— START Input rows —

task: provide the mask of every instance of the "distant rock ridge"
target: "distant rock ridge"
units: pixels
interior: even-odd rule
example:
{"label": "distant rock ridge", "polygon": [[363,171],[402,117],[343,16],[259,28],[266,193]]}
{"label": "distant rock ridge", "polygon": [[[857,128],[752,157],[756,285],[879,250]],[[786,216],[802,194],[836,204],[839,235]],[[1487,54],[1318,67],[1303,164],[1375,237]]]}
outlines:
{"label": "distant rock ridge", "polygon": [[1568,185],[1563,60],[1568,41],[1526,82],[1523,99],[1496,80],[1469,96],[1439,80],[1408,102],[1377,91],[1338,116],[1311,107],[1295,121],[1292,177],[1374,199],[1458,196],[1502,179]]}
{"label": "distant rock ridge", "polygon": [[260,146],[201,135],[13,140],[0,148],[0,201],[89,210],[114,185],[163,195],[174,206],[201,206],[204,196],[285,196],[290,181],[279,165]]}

— END Input rows —

• _To be done_: Without leaving anything out, quote all the data.

• _Solution to this exercise_:
task: provide the mask of every instance of the "distant rock ridge"
target: "distant rock ridge"
units: pixels
interior: even-odd rule
example:
{"label": "distant rock ridge", "polygon": [[363,171],[402,117],[343,16],[259,28],[266,193]]}
{"label": "distant rock ridge", "polygon": [[[857,128],[752,157],[756,285],[879,250]],[[786,216],[802,194],[836,204],[839,235]],[[1487,54],[1318,67],[1303,164],[1375,237]]]}
outlines:
{"label": "distant rock ridge", "polygon": [[1568,185],[1563,60],[1568,41],[1526,82],[1523,99],[1496,80],[1469,96],[1439,80],[1408,102],[1377,91],[1338,116],[1311,107],[1295,121],[1292,177],[1374,199],[1458,196],[1502,179]]}
{"label": "distant rock ridge", "polygon": [[260,146],[201,135],[13,140],[0,148],[0,201],[89,210],[114,185],[163,195],[174,206],[201,206],[204,196],[285,196],[290,181],[279,165]]}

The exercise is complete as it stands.